Source text ::
******

In this election year he is in trouble again and needs another strong “Black Vote”. 92 percent of Black people voted for Biden in 2020, but the enthusiasm back then has evaporated. Joe Biden knows he has a difficult election year ahead of him. As the incumbent president, he is going into the primaries against insignificant rivals within the party. On Saturday he is expected to clearly win his party’s first official primary. But how does he manage to re-engage the black electorate so that large numbers of them vote for him in November? That is the real question to which Biden is seeking an answer.

Many critical questions also arise at the town hall discussion in Charleston: What has Biden done for us? Why should we vote for him even though he unilaterally supports Israel? What does he offer for the future?

The more questions are asked, the more heated the mood in the room becomes. People are supposed to defend democracy against Trump, but they see Biden less and less as their president. This lethargy is dangerous for Biden and could bring Trump back to the White House.

Albright has discussions like the one in Charleston more often. “It’s not enough to just talk about the dangers that Trump poses,” says the civil rights activist. “We need to talk about the issues that concern black people” – especially police and gun violence, the cost of housing, food, gasoline and medicine.

That’s exactly what Biden is now trying. The president recently took almost an entire weekend to appeal to the people of South Carolina, especially among blacks, who make up two-thirds of the Democratic electorate there.

After landing in the capital Columbia, the president is driven to a barbershop. Biden wears a blue sweater over his shirt; he leaves out his jacket and tie. The 81-year-old wants to come across as close to the people. A Secret Service agent asks one of the barbers who is shaving a customer’s head to put down his knife. The man looks puzzled for a moment, then sees the president and stops his work. Closeness to the people with the most powerful man in the world has certain limits. Biden shakes hands, asks how business is going, takes pictures, and we move on.

******

Data extracts ::
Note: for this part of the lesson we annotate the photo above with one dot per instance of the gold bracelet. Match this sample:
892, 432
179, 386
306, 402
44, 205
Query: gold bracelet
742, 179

******

Instructions ::
1/ Please copy word for word the passage of the article on Biden and Black voters starting at "The more questions" and ending at "gasoline and medicine.".
2/ According to the article on Biden and Black voters, what share of the Democratic electorate in South Carolina do Black people make up?

Responses ::
1/
The more questions are asked, the more heated the mood in the room becomes. People are supposed to defend democracy against Trump, but they see Biden less and less as their president. This lethargy is dangerous for Biden and could bring Trump back to the White House.

Albright has discussions like the one in Charleston more often. “It’s not enough to just talk about the dangers that Trump poses,” says the civil rights activist. “We need to talk about the issues that concern black people” – especially police and gun violence, the cost of housing, food, gasoline and medicine.

2/ Two-thirds.